▸ **Exercise aim**:
Return the lines below exactly, starting with the line that contains "Mark the innermost point of each instance of the white vanity" and stopping after the last line.

(Object location annotation data)
::::::::

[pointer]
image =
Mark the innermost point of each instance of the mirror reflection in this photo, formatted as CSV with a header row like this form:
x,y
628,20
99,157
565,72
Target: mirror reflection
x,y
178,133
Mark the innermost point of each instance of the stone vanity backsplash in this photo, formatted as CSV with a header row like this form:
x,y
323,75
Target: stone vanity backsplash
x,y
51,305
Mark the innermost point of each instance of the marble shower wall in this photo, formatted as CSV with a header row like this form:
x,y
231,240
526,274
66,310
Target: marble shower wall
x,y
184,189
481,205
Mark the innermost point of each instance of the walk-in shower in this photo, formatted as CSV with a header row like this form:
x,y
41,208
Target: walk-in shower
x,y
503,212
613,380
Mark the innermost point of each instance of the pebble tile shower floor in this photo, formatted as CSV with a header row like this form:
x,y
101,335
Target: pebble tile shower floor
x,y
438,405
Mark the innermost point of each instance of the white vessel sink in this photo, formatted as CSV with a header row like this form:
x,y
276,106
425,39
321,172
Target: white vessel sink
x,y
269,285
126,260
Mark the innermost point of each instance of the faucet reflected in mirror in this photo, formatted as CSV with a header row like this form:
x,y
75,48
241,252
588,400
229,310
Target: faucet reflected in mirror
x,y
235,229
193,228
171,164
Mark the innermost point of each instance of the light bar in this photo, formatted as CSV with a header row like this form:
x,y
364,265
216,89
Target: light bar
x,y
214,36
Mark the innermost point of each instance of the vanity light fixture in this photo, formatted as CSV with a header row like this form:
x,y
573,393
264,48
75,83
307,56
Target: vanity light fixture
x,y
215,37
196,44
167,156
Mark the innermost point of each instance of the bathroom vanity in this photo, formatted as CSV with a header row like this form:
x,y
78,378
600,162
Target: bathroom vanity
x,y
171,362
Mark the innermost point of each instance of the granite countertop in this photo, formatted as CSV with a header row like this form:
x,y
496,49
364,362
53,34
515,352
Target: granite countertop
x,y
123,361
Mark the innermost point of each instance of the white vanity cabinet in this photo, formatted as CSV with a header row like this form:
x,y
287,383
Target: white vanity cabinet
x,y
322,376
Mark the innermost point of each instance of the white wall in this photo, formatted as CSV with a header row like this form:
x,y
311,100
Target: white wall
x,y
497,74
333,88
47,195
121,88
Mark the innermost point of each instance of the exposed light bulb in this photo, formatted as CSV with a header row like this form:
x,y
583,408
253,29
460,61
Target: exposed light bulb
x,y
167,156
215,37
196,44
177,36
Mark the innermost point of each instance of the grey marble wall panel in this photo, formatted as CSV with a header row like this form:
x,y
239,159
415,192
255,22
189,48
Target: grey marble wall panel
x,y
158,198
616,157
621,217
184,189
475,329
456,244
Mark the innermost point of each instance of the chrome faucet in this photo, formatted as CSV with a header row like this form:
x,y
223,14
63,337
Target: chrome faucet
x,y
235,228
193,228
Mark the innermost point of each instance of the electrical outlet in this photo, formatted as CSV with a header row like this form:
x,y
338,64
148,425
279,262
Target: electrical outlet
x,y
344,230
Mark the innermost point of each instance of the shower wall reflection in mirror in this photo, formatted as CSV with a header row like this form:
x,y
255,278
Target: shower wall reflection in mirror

::::::::

▸ **Response to this task**:
Mark the innermost point of each instance of the white vanity cabinet in this photo, formatted as CSV with a header row like this form:
x,y
287,383
Target: white vanity cabinet
x,y
322,376
Mark the innermost point of each instance of the white wall in this photo, formatted as CSV with a header row like this form:
x,y
311,100
Target: white wall
x,y
497,74
333,88
47,195
121,88
Mark the innermost point of each instance of the exposed light bulb in this photo, formatted as CSV with a header row like this form:
x,y
583,408
253,29
460,61
Target: exposed light bulb
x,y
167,156
215,37
196,44
177,36
Mark the innermost point of each instance of the grey marble wall panel in this photo, formatted as CSV with a header row like this form:
x,y
239,159
415,192
255,22
189,48
Target: grey marble wall panel
x,y
158,198
616,157
621,217
184,189
475,329
456,244
Mark the innermost point of each instance of the chrome faucet in this photo, formatted as CSV with a header row like this form:
x,y
223,14
63,337
Target: chrome faucet
x,y
235,228
193,228
Mark the innermost point of each instance of the electrical outlet in this photo, formatted as CSV with a header row like this form:
x,y
338,64
148,425
279,262
Target: electrical outlet
x,y
344,230
Mark the innermost point of each instance of the shower wall reflection in mirror in this photo, formatted as CSV with a header row like this form:
x,y
255,278
Target: shower wall reflection in mirror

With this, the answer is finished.